* **Items from a data source**
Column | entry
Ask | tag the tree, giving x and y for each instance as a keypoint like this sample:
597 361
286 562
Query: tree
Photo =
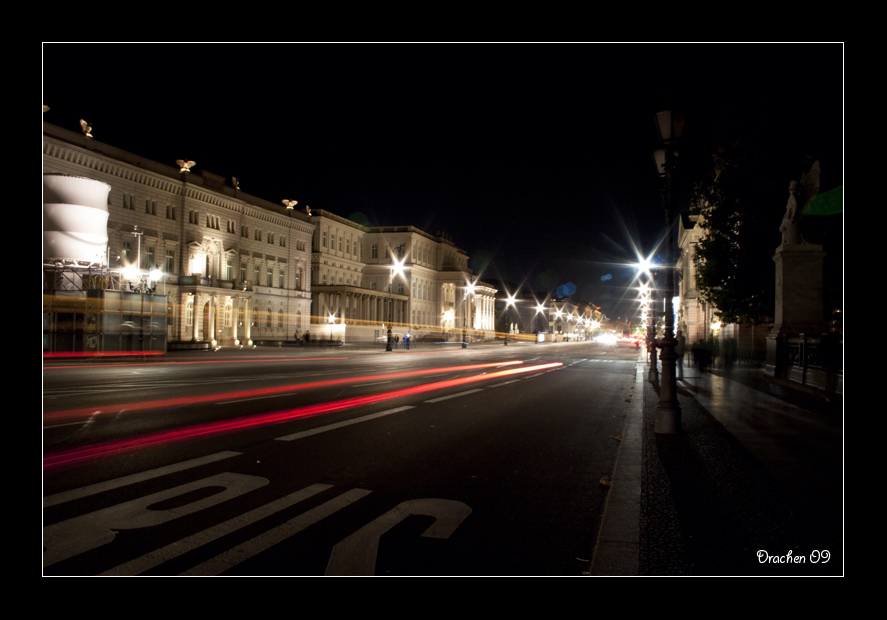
737 204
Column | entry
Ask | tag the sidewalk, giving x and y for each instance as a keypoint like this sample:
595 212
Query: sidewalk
751 472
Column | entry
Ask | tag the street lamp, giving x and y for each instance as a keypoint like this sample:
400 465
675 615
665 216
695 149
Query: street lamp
469 290
648 315
668 411
510 301
540 309
396 269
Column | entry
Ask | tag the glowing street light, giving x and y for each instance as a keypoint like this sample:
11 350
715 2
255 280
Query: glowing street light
397 269
469 290
668 411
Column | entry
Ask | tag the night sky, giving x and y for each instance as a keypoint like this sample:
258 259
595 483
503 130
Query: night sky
536 158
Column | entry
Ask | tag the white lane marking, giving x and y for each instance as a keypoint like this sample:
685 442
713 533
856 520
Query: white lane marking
67 496
356 555
245 551
180 547
437 400
330 427
506 383
81 534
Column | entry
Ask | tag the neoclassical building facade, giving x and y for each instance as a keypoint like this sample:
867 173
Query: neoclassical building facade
367 278
235 268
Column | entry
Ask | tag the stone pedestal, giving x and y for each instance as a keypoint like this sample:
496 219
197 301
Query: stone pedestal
798 301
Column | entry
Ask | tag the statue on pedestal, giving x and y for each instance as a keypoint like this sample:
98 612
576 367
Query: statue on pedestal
800 193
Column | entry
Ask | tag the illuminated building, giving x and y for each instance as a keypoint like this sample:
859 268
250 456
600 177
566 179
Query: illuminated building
234 268
352 268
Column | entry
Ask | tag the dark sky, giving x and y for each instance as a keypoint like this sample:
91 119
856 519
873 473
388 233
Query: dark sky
536 158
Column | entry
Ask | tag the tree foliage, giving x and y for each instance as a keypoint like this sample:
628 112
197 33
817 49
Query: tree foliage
738 205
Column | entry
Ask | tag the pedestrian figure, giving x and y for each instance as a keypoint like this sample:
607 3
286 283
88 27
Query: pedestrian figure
679 347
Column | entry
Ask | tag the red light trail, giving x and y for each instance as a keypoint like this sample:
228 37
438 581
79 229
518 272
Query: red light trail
193 400
215 428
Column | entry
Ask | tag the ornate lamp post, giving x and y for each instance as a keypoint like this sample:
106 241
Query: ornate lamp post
668 411
469 290
396 269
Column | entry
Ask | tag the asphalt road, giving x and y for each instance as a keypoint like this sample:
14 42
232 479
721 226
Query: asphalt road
485 461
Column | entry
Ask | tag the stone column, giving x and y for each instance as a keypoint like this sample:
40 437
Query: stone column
798 301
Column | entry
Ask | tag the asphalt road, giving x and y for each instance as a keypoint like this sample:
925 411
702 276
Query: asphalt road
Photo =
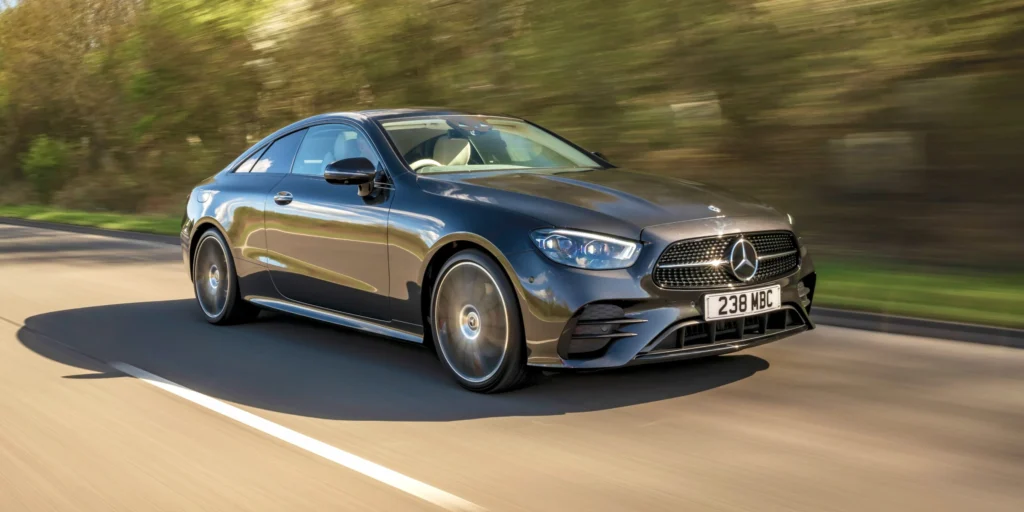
833 420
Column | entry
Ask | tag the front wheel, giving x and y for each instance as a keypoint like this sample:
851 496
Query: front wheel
476 324
216 283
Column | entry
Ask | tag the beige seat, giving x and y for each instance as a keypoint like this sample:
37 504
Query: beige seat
452 152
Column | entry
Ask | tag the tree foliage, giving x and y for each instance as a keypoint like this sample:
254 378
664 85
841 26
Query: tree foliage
777 96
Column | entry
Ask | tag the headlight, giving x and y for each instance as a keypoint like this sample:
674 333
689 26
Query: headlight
586 250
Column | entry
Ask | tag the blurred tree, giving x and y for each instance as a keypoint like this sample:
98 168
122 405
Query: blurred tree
155 94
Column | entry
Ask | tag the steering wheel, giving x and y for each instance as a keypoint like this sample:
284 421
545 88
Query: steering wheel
424 163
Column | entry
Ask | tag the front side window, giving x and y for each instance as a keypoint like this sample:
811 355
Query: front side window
278 158
327 143
453 143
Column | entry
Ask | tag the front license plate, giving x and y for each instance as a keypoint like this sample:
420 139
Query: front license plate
732 304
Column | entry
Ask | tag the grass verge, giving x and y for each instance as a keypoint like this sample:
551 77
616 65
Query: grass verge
970 297
940 294
158 224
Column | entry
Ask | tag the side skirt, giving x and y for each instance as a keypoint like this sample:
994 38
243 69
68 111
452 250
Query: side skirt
337 318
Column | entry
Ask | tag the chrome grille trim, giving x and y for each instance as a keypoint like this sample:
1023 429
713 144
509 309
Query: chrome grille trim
776 255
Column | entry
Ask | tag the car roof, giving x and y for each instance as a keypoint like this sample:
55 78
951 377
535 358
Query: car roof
384 114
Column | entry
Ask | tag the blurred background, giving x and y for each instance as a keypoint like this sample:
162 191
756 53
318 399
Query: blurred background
891 129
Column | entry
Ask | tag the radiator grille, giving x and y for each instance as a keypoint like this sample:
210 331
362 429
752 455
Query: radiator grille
704 262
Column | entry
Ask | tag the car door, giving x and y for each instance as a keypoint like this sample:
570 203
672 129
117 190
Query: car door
327 246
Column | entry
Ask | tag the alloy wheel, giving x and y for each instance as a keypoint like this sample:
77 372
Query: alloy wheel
472 322
211 275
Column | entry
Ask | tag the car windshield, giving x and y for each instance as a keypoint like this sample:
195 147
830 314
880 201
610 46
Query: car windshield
454 143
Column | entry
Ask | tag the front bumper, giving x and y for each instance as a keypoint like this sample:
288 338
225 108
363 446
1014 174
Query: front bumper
554 301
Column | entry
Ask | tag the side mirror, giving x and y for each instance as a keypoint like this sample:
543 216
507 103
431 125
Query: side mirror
350 171
357 171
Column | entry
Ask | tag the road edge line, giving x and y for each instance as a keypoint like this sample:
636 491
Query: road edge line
338 456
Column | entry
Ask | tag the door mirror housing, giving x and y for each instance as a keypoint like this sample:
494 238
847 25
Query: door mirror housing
355 171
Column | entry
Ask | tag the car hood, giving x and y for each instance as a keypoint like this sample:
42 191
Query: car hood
610 201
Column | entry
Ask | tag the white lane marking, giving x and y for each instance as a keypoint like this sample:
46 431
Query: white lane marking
355 463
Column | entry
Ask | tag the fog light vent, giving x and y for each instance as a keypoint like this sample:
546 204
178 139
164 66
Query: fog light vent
598 326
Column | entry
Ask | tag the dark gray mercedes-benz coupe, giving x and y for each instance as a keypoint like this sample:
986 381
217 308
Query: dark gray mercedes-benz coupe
501 244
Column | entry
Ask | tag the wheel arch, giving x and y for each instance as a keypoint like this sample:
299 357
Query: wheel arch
201 226
441 252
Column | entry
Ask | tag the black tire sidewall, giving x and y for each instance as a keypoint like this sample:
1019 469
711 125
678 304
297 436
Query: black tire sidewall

* **AIM OF THE EXERCISE**
Pick every line of the data that includes the string "black".

* **RESULT FOR THIS EXERCISE**
Ask | tag the black tire sidewall, giving x and y for each instance as a keypoint like this sample:
Query: black tire sidewall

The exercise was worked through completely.